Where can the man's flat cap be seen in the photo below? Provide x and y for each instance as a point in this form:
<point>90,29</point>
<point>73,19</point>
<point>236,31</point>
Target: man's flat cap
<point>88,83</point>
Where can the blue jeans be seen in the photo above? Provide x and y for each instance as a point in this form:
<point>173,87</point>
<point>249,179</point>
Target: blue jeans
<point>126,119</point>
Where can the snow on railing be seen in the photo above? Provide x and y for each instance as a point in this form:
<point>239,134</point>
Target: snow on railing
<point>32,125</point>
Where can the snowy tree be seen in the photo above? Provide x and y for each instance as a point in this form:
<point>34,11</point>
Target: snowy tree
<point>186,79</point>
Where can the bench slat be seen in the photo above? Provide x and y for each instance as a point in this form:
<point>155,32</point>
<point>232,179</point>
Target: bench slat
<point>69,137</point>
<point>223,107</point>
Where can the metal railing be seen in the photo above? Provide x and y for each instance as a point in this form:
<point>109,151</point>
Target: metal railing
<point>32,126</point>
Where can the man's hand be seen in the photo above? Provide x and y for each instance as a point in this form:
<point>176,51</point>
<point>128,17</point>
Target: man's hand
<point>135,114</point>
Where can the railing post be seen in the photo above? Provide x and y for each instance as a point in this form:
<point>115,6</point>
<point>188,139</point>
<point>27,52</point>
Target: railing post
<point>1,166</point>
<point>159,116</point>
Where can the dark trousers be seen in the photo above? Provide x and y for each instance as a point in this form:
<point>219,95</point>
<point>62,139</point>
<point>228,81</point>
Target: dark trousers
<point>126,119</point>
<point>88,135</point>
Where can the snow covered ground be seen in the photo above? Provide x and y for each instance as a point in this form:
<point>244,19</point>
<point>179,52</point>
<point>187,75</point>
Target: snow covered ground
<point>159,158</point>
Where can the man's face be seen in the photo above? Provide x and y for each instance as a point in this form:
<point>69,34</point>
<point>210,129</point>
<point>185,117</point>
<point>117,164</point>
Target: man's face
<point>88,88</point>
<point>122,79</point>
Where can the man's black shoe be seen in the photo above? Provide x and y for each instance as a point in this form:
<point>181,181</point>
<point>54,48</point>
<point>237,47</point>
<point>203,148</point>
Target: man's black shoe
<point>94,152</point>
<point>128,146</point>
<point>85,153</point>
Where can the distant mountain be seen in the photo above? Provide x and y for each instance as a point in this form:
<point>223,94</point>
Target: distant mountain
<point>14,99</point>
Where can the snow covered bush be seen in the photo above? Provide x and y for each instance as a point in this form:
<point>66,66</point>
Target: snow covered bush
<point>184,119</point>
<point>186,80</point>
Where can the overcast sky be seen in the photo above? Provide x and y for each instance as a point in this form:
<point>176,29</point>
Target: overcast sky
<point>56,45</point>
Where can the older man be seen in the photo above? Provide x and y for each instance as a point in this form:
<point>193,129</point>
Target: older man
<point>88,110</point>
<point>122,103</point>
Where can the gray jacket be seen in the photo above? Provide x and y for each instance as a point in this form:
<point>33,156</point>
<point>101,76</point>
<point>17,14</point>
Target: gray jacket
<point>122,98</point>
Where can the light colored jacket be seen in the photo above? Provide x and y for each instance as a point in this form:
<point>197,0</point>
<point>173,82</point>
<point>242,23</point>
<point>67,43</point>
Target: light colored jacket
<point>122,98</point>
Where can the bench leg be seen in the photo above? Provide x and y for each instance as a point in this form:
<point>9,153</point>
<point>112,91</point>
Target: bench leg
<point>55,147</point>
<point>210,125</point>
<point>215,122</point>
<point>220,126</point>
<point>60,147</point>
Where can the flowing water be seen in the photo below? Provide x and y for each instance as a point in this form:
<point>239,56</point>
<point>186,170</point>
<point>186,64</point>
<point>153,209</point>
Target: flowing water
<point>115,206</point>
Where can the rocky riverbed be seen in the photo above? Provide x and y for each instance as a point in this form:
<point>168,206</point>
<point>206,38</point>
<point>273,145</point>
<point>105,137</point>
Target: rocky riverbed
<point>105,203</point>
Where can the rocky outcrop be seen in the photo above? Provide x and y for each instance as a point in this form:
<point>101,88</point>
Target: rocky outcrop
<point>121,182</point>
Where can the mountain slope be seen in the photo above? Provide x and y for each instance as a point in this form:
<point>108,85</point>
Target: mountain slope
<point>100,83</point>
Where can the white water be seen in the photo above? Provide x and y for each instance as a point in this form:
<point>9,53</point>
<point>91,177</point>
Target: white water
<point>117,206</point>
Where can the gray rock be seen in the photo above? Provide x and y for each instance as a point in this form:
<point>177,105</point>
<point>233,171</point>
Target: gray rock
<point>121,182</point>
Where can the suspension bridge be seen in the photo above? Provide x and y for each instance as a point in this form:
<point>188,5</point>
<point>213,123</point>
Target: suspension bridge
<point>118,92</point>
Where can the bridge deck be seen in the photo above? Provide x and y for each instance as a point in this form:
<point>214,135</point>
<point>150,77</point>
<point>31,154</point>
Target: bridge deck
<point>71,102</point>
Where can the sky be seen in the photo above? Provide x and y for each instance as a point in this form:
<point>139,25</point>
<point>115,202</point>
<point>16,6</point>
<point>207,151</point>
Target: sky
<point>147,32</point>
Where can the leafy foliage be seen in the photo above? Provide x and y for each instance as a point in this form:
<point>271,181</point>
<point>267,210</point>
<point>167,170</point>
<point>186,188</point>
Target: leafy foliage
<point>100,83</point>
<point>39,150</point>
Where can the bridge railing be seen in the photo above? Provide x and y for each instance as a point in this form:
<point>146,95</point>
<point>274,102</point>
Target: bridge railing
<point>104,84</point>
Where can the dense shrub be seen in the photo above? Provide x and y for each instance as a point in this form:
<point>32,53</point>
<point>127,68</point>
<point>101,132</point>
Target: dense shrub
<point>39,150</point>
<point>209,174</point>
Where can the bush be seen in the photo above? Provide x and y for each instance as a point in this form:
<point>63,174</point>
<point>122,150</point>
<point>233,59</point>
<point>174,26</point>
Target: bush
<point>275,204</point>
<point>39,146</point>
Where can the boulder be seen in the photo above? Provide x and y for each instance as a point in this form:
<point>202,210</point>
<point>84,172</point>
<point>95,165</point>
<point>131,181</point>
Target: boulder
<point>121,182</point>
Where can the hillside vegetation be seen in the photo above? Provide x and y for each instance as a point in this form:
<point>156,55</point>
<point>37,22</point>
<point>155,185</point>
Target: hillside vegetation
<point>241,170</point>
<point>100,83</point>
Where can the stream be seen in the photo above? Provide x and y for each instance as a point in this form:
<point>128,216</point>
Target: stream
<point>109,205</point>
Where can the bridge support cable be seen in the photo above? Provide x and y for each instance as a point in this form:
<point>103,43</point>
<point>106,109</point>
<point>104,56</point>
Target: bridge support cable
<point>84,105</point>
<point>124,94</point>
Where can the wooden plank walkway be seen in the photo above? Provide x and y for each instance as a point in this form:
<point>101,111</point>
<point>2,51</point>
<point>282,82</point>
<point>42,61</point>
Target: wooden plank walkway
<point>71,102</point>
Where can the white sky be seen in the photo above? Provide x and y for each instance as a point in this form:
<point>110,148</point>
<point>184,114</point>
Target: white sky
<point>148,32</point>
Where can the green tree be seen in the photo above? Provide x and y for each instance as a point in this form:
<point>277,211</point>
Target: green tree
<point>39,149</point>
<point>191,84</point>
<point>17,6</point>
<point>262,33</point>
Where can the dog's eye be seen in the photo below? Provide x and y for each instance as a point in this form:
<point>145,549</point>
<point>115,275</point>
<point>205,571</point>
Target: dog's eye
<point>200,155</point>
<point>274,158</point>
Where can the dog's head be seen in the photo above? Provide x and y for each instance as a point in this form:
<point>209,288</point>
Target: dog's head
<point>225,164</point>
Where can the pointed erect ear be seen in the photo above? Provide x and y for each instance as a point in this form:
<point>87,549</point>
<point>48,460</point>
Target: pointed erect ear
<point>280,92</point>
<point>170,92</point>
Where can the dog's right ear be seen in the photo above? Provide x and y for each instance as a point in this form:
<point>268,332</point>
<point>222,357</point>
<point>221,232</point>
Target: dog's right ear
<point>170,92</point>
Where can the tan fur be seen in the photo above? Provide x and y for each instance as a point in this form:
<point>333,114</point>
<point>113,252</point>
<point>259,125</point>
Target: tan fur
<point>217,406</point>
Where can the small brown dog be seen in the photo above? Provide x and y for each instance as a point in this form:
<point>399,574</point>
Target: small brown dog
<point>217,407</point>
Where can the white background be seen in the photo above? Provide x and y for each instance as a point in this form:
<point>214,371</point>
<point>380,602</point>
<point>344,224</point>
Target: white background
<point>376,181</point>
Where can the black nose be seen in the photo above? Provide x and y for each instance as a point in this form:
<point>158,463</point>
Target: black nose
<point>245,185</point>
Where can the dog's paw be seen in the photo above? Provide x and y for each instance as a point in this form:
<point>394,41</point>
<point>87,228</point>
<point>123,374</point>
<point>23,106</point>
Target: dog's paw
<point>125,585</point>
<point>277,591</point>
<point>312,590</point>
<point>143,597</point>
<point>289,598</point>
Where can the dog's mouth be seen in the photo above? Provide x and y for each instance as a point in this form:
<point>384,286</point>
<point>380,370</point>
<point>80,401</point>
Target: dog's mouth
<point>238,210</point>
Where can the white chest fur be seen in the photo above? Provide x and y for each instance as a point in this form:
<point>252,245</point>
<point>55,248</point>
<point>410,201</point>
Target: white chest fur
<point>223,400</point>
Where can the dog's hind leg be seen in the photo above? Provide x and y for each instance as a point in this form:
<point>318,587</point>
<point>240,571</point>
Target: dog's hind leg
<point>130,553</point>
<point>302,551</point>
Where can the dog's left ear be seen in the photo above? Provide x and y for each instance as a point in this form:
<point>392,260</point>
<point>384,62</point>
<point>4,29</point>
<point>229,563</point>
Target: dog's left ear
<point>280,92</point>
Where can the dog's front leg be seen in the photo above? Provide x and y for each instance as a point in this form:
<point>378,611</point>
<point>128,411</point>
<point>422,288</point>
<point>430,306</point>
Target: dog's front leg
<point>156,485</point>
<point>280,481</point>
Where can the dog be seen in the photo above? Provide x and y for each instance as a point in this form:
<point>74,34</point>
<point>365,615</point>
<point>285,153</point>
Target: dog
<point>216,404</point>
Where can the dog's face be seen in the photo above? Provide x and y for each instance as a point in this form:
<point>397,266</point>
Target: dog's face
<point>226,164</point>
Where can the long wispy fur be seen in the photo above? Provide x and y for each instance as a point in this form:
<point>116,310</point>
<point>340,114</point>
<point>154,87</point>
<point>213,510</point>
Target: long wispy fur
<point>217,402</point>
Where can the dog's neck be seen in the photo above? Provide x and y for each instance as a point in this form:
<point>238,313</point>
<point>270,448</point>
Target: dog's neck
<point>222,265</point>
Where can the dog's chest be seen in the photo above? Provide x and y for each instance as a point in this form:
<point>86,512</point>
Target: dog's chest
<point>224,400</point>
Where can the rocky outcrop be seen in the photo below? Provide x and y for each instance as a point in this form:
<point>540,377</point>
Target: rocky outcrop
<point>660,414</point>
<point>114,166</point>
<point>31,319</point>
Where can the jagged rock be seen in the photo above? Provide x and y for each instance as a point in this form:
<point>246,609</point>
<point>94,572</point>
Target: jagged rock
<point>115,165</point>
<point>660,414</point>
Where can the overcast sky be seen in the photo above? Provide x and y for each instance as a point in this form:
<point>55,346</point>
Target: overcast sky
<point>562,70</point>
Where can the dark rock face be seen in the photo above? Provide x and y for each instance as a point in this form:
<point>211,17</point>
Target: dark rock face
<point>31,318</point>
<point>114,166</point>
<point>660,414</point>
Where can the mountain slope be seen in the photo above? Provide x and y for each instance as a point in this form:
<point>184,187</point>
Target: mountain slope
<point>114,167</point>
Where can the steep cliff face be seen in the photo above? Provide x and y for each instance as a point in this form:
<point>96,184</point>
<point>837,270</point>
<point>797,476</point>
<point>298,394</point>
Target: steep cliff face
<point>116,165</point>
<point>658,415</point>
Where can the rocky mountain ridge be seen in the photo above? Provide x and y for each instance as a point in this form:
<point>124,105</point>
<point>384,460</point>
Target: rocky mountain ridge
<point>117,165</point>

### [The problem]
Render the lines from the start of the items through the line containing "<point>223,107</point>", inclusive, as a Markdown table with a Row column holding a running number and a Line column holding the line itself, leaving out any blank lines.

### [Reply to the task]
| Row | Line |
|---|---|
| 1 | Where can the man's flat cap be seen in the photo below? Provide x and y for each instance as a point in this form: |
| 2 | <point>90,29</point> |
| 3 | <point>73,19</point> |
| 4 | <point>236,31</point> |
| 5 | Target: man's flat cap |
| 6 | <point>88,83</point> |
| 7 | Where can the blue jeans be seen in the photo above? Provide x and y for each instance as a point in this form: |
| 8 | <point>173,87</point> |
| 9 | <point>249,179</point> |
| 10 | Target: blue jeans |
| 11 | <point>126,119</point> |
| 12 | Where can the snow on railing be seen in the photo above? Provide x and y for each instance as a point in this form: |
| 13 | <point>239,134</point> |
| 14 | Target: snow on railing |
| 15 | <point>32,125</point> |
| 16 | Where can the snowy tree be seen in the photo above? Provide x and y for each instance as a point in this form: |
| 17 | <point>34,11</point> |
| 18 | Target: snowy tree |
| 19 | <point>186,79</point> |
| 20 | Where can the bench slat be seen in the photo above? Provide x and y for each instance as a point in this form: |
| 21 | <point>155,32</point> |
| 22 | <point>232,179</point> |
| 23 | Target: bench slat |
| 24 | <point>69,137</point> |
| 25 | <point>223,107</point> |